EXCERPTED PASSAGE:

_____

I heard, a long time ago, that Ethereum planned to become a cryptocurrency that would be based on a system that sells or rents processing power to companies that needs to run simulation or whatever (a bit like folding@home). Each time your finish an instruction, it gives you a unit of ethereum that has X value depending of the cost of the current market for these sort of process.

I'm kind of surprise that it still doesn't exist right now (it maybe exist, I don't really know ). I mean, there's so much processing power that is wasted for "hashing" useless blockchain (useless in the sense that it doesn't give anything for anyone, except money for those who mine them), why not use it for the better good of everyone?

The value would depends of what the market can offer at this time (alot of private companies offer to rent their infrastructure or supercomputer for ALOT of money to run those kind of tasks) and I'm sure that if it helps a team of reseachers to proof their work or if it helps to advance science, it would make that cryptocurrency worth more. 

What do you think of that? It would be a currency that is less based on speculation and I'm sure everyone would give it a much better point of view.

I'm starting a market study to see if it's possible, what would be the challenge, would it be profitable, etc...

Give me your thoughts 

PS: sorry for my not so perfect english

Cheers!


----------



## 1freedude (Feb 14, 2018)

The way it's going, just to get to a website, you might be asked "To continue to the requested page, we want to use your unused processing power.  Click here to let us mine, else fuck off."


----------



## R-T-B (Feb 14, 2018)

It already exists in several coin forms, gridcoin being one example I am aware of.  They aren't mined as often because they aren't as profitable, but they do exist.


----------



## silentbogo (Feb 14, 2018)

But that's how all cryptocurrencies work, except in case of solo mining those rewards are distributed randomly. Pool mining just takes advantage of larger number of people having a higher chance of getting a block reward, and then splits it between all miners according to the amount of work they did for this block.

And if you mean completing non-mining related workloads, then there are some that do exactly that: Sia does this for distributed storage along with regular mining, gridcoin is basically a reward system for BOINC.

I've tried Sia's storage and it's unbelievably fast and responsive. I'm surprised it didn't take off faster on it's own... Maxed out my UL/DL bandwidth no problem (100/100Mbps), which is way faster than Dropbox or google drive in my area.

_____

SUPPLIED INFORMATION:
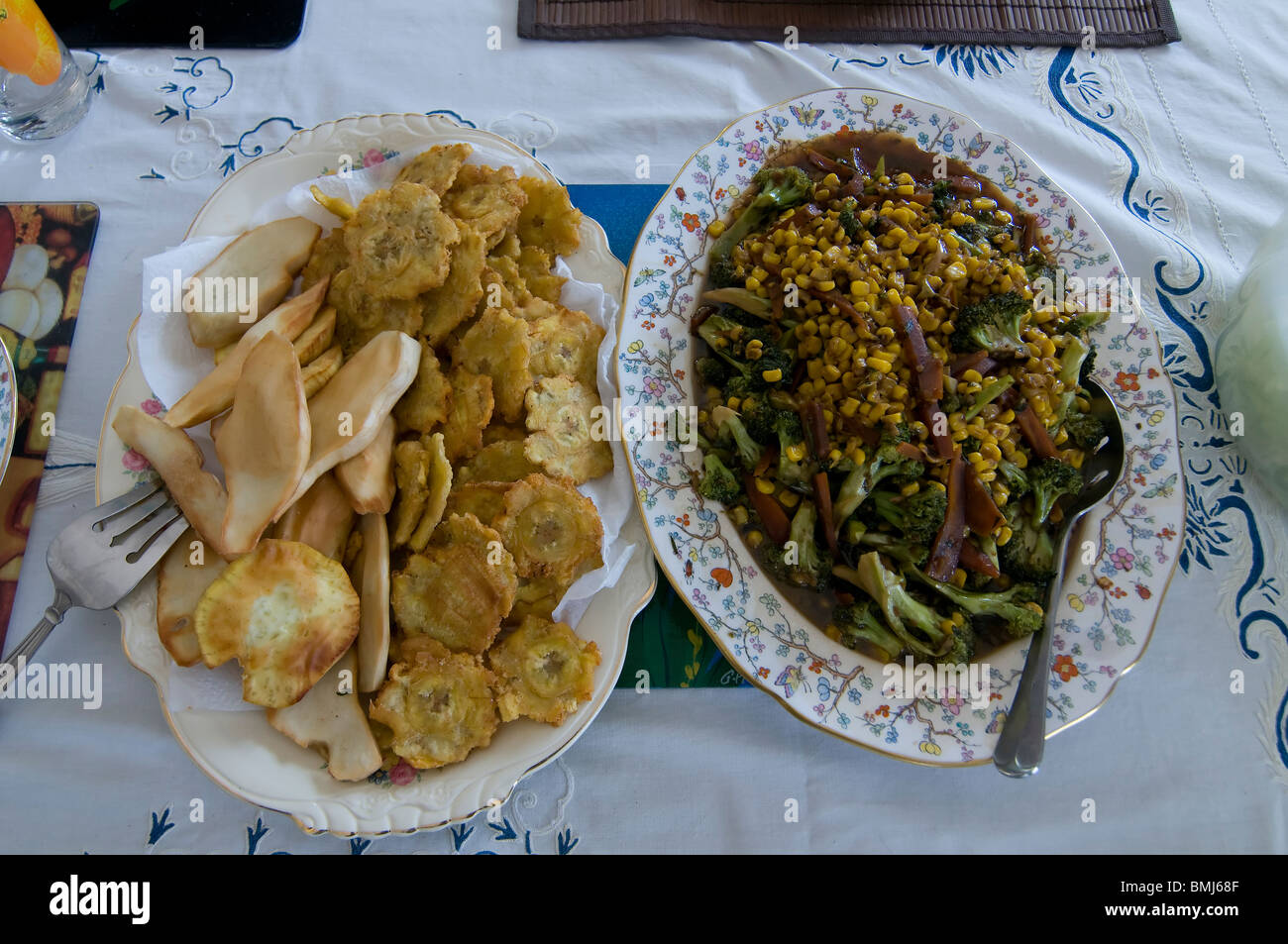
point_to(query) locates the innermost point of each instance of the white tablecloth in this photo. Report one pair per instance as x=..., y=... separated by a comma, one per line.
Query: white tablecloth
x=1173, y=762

_____

WORK TO COMPLETE:
#1 Extract from the forum thread the passage from "## R-T-B (Feb" up to and including "they do exist.".
#2 According to the forum thread, what advantage does pool mining rely on, and how is the resulting reward shared? Answer in one to three sentences.
The data is not required.

SOLUTIONS FOR EACH TASK:
#1
## R-T-B (Feb 14, 2018)

It already exists in several coin forms, gridcoin being one example I am aware of.  They aren't mined as often because they aren't as profitable, but they do exist.

#2 Pool mining relies on a larger number of people having a higher chance of getting a block reward. The reward is then split among all the miners according to the amount of work each did for that block.